**Text provided:**
::::

That's part of the whole class war, and Trichet, who again dared say last week that he followed asset prices, was roundly condemned for outdated thinking.

Hang on to your euros.

In the long run, we're all dead. John Maynard Keynes

by Jerome a Paris (etg@eurotrib.com) on Tue Nov 21st, 2006 at 10:24:26 AM EST
[ Parent ]
The problem is that salaries are pegged to inflation measures that exclude asset inflation by definition.

Those whom the Gods wish to destroy They first make mad. -- Euripides
by Migeru (migeru at eurotrib dot com) on Tue Nov 21st, 2006 at 10:34:19 AM EST
[ Parent ]
Remember that buying a house is counted as an investment and so not counted in inflation.

When you rent it is counted in inflation, but rent raises are controlled in most countries (like France) so this doesn't show up in inflation. And most people do not rent anyway so the weight in the inflation basket is not high.

by Laurent GUERBY on Tue Nov 21st, 2006 at 05:01:40 PM EST
[ Parent ]
Heh.

I think that when we assume that inflation hurts the poor, we assume that things like mimimum wages, marginal tax rates, welfare and pension allowances, family and housing allocations cannot be indexed, when the fact of the matter is they can be (and indeed, in France though not in America, largely they are).

I simply take Milton Friedman's word and suppose that monetary theory's implication is that inflation is simply a tax on holders of the currency being inflated (again, largely by monetary policy). Holders of currencies tend to be in direct proportion to wealth denominated in said currencies. Thus inflation can be quite progressive, assuming of course that pensions, after-tax wages and other allowances are properly indexed.

Of course, the economist in me recognizes that there is economic inefficiency in inflation, ie, there can be too much inflation, as seen in a good numer of studies correlating high inflation to lower economic growth. Which makes sense given the amount of energy folks waste trying to avoid its effects in environments where inflation is quite high.

But 2% is not that benchmark. 4% probably is too low as well.

::::

Dataset records
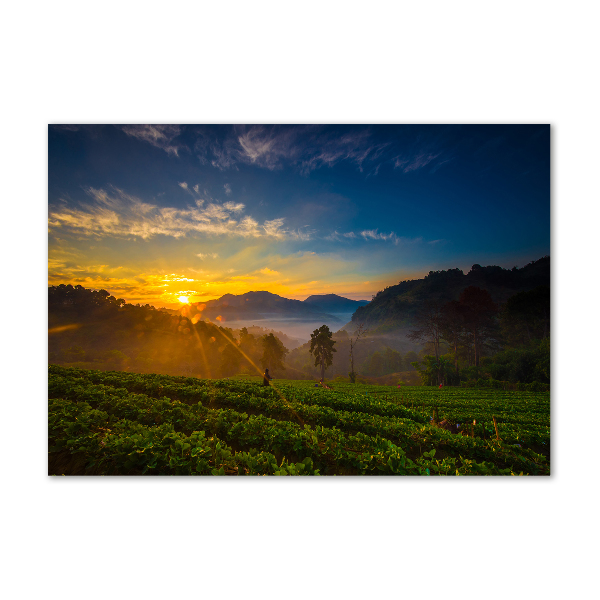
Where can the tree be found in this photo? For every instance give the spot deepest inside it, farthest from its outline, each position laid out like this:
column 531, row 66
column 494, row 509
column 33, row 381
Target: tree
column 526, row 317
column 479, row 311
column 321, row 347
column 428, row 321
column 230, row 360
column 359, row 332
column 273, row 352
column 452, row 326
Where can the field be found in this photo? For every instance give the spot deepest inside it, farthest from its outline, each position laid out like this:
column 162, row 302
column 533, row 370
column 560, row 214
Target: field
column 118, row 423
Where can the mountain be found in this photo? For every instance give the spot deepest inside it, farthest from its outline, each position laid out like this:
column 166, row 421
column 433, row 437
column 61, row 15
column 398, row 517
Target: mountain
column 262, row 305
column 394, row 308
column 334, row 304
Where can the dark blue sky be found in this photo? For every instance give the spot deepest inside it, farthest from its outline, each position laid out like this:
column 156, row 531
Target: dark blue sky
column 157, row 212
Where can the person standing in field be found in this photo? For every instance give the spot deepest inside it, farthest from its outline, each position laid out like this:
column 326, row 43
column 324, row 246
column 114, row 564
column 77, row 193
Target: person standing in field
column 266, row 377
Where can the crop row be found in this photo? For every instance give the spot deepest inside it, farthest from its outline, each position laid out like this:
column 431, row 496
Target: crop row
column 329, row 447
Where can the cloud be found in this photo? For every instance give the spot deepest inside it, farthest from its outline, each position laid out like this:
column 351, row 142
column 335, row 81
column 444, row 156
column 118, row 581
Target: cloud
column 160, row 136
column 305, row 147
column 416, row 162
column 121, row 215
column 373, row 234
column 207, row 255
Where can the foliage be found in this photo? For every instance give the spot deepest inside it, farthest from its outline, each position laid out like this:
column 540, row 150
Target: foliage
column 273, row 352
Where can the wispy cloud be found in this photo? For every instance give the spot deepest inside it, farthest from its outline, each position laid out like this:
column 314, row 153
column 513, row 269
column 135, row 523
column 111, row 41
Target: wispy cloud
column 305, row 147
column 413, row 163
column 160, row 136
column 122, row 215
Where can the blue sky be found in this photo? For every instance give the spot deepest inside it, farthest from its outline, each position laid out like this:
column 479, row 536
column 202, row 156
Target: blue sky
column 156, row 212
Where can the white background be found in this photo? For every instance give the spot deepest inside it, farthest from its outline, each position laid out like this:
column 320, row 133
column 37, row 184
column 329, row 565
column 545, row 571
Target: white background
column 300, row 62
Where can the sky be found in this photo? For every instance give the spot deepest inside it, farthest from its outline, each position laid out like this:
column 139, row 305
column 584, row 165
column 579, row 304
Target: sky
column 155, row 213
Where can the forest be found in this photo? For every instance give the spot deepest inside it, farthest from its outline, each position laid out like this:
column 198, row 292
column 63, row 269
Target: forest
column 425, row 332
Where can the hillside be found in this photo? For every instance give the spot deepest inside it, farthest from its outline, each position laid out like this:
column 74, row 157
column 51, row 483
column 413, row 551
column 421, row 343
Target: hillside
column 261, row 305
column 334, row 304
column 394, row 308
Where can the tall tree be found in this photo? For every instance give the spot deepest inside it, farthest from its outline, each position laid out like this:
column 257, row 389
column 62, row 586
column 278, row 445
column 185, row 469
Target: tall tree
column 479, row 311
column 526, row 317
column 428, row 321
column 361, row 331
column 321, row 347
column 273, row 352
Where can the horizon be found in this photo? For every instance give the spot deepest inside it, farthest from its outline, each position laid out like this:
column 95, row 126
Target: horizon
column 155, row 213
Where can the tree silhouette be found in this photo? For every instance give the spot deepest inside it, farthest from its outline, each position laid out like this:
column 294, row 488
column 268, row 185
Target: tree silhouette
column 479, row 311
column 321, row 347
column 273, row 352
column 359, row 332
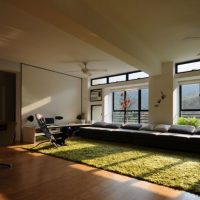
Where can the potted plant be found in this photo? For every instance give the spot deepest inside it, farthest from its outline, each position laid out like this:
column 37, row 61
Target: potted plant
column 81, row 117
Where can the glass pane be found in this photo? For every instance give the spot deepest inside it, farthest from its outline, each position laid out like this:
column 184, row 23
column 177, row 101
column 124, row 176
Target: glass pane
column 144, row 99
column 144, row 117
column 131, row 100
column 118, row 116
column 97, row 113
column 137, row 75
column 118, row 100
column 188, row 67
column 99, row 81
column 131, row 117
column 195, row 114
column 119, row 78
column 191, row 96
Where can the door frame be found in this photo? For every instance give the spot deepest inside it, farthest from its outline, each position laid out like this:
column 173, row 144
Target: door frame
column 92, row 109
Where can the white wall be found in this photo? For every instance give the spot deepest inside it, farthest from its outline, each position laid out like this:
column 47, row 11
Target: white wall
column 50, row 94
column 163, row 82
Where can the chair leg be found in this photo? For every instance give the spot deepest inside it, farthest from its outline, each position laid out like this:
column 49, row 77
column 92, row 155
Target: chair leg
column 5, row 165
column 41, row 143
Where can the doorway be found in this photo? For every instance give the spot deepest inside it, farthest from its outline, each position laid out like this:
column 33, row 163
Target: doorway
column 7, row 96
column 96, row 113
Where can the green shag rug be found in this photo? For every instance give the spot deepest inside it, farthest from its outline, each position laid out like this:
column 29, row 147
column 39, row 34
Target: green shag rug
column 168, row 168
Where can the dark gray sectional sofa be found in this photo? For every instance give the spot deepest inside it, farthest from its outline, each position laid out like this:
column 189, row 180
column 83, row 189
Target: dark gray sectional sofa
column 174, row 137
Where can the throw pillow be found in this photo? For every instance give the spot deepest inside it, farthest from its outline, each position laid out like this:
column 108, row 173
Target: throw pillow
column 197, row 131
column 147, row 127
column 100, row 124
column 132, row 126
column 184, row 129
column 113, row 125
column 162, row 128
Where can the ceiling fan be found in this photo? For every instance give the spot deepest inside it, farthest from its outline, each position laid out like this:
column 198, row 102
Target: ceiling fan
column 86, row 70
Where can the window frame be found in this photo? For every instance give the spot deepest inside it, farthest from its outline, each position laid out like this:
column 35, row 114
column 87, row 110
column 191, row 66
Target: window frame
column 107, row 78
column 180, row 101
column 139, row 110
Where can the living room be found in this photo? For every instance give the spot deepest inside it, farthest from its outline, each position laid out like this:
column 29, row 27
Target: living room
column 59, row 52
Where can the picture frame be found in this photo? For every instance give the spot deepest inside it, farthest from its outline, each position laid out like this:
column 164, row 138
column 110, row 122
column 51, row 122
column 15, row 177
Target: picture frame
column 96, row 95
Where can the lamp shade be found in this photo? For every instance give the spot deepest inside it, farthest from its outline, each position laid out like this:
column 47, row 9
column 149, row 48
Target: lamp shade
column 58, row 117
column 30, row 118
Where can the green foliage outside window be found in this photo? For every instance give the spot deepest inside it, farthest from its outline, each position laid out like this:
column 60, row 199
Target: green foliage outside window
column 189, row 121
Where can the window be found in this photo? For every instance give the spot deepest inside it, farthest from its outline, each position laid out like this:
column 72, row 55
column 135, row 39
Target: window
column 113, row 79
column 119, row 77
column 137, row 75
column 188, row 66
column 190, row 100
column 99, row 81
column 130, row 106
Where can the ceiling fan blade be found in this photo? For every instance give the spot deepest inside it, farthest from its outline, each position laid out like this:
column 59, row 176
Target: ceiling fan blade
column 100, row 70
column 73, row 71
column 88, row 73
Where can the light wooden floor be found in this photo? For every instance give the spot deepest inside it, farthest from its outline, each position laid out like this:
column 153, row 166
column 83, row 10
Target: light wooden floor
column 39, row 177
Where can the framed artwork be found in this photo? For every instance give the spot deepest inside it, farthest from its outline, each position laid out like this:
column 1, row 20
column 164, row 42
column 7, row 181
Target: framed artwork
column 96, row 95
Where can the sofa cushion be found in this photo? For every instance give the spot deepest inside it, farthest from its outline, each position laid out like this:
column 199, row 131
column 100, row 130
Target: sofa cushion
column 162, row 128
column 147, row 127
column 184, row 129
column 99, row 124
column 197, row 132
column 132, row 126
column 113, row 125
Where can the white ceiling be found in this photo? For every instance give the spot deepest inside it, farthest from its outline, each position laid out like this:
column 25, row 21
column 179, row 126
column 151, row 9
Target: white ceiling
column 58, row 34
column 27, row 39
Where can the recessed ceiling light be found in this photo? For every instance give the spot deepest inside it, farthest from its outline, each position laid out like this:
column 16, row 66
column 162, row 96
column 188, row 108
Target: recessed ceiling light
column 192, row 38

::::

**Short exercise:**
Retype the part of the inflation discussion starting at "In the long" and ending at "is not high.".

**Answer for this exercise:**
In the long run, we're all dead. John Maynard Keynes

by Jerome a Paris (etg@eurotrib.com) on Tue Nov 21st, 2006 at 10:24:26 AM EST
[ Parent ]
The problem is that salaries are pegged to inflation measures that exclude asset inflation by definition.

Those whom the Gods wish to destroy They first make mad. -- Euripides
by Migeru (migeru at eurotrib dot com) on Tue Nov 21st, 2006 at 10:34:19 AM EST
[ Parent ]
Remember that buying a house is counted as an investment and so not counted in inflation.

When you rent it is counted in inflation, but rent raises are controlled in most countries (like France) so this doesn't show up in inflation. And most people do not rent anyway so the weight in the inflation basket is not high.